-- Requirement --
When you answer, restate the entries below without altering anything.

(Stored data entries)
☆ ☆ ☆

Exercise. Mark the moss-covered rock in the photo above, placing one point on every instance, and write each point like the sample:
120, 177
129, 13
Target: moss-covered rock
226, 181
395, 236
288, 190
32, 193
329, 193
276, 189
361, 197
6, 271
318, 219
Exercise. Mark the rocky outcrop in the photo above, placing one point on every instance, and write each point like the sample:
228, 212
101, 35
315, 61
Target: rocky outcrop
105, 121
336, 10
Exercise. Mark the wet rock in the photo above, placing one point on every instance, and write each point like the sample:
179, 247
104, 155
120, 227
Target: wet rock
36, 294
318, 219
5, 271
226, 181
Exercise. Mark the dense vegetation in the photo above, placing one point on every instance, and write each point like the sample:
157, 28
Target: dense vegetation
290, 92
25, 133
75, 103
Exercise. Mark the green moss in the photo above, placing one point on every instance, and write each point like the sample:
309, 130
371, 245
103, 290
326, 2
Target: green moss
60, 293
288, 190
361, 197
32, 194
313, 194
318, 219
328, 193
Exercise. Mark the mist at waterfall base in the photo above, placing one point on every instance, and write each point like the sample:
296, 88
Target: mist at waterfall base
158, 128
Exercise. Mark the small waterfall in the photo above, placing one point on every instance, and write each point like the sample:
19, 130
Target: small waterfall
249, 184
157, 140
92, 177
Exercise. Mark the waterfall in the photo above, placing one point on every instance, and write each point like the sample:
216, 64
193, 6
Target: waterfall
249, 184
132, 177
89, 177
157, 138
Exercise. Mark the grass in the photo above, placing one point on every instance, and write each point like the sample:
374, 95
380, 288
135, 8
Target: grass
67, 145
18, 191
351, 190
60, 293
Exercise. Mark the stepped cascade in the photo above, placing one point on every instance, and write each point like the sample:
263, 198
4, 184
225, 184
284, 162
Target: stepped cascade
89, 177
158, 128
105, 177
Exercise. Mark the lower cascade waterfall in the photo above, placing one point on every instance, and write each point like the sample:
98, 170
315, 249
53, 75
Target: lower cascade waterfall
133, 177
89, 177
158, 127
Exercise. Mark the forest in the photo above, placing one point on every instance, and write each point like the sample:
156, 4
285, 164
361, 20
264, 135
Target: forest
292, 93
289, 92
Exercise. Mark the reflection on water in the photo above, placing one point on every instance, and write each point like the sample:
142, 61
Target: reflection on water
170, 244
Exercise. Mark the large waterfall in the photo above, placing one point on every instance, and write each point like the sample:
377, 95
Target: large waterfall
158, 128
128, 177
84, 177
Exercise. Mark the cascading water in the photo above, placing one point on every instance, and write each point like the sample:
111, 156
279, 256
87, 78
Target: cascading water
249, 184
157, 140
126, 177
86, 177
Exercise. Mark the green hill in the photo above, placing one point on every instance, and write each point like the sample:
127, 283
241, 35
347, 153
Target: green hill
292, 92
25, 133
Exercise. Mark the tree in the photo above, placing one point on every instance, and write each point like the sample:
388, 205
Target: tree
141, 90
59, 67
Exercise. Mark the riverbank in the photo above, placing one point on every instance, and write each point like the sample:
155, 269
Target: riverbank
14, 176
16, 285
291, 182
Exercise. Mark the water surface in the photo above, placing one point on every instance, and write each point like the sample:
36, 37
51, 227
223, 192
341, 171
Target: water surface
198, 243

☆ ☆ ☆

-- Exercise output --
Exercise. Mark the moss-covered rock in the photo above, placing one point on every instance, and write each point like the sample:
120, 177
129, 13
Target: moss-covered rock
226, 181
395, 236
288, 190
32, 193
329, 193
276, 189
361, 197
6, 271
318, 219
Exercise. Mark the rocky outcrop in the photo above, placing one point on every instance, and write each point like the sample:
228, 212
101, 35
315, 61
Target: rocky outcrop
105, 121
336, 10
Exercise. Mark the wet rock in the photo above, placing one point on every instance, and write each point like the sample:
179, 247
104, 155
120, 227
Target: wet rock
36, 294
318, 219
5, 271
226, 181
Exercise. Mark the dense vegetation in the photo above, placing one point on every instance, and write each point like the sample:
157, 28
Target: dense vegetation
290, 92
25, 133
75, 103
Exercise. Mark the green moss in the photo above, placing one point on every instance, and write each point like the sample:
309, 130
371, 245
103, 290
326, 2
Target: green moss
60, 293
288, 190
361, 197
32, 194
313, 194
318, 219
328, 193
Exercise. Mark the mist at waterfall base in the photo above, placing one point on every instance, and write each point like the sample:
296, 88
Target: mist at waterfall base
158, 128
Exercise. Mark the small waterfall in the photo above, placing one point on every instance, and write each point like the sample:
19, 130
Target: small waterfall
249, 184
157, 140
92, 177
Exercise. Mark the waterfall in the photo above, placing one point on every instance, and write each point like the sample:
216, 64
193, 6
Target: waterfall
249, 184
132, 177
89, 177
157, 138
Exercise. Mark the grass in the photo above, placing one point on every instance, and write each point like the sample:
374, 95
380, 288
135, 8
Target: grass
67, 145
18, 191
351, 190
60, 293
Exercise. Mark the stepped cascade in the photo above, placing one point on every instance, and write each point like the sample:
263, 198
4, 184
225, 184
284, 162
Target: stepped cascade
89, 177
158, 128
105, 177
Exercise. Mark the lower cascade waterfall in the photo above, placing one point on every instance, and write each point like the sample:
98, 170
315, 249
53, 75
Target: lower cascade waterfall
133, 177
89, 177
158, 127
Exercise. Mark the forest in the photo above, placing one point on every instance, and write each point like the sample:
156, 4
285, 164
361, 20
264, 135
Target: forest
292, 93
289, 92
Exercise. Mark the reflection on water in the photo above, placing one point on every instance, and write each point like the sample:
142, 61
Target: reflection on water
170, 244
Exercise. Mark the large waterfall in the photo above, placing one point on every instance, and write each point like the sample:
377, 95
Target: large waterfall
158, 128
128, 177
84, 177
Exercise. Mark the cascading water in the photo above, placing one point on every instance, and write each point like the sample:
111, 156
279, 256
87, 78
Target: cascading water
249, 184
157, 140
126, 177
86, 177
Exercise. Mark the green hill in the photo above, placing one point on every instance, and write each point like the sample:
127, 283
241, 35
347, 153
Target: green hill
292, 92
25, 133
Exercise. Mark the tree in the photo above, placing one point on every instance, and write each point like the sample:
388, 205
Target: tree
141, 90
59, 67
Exercise. Mark the riverbank in the photo above, placing one point on every instance, and write each point like the sample:
155, 269
Target: riverbank
14, 176
16, 285
291, 182
Exercise. Mark the water surface in the photo above, placing one point on every instance, and write each point like the sample:
36, 37
51, 227
223, 192
341, 171
Target: water surface
198, 243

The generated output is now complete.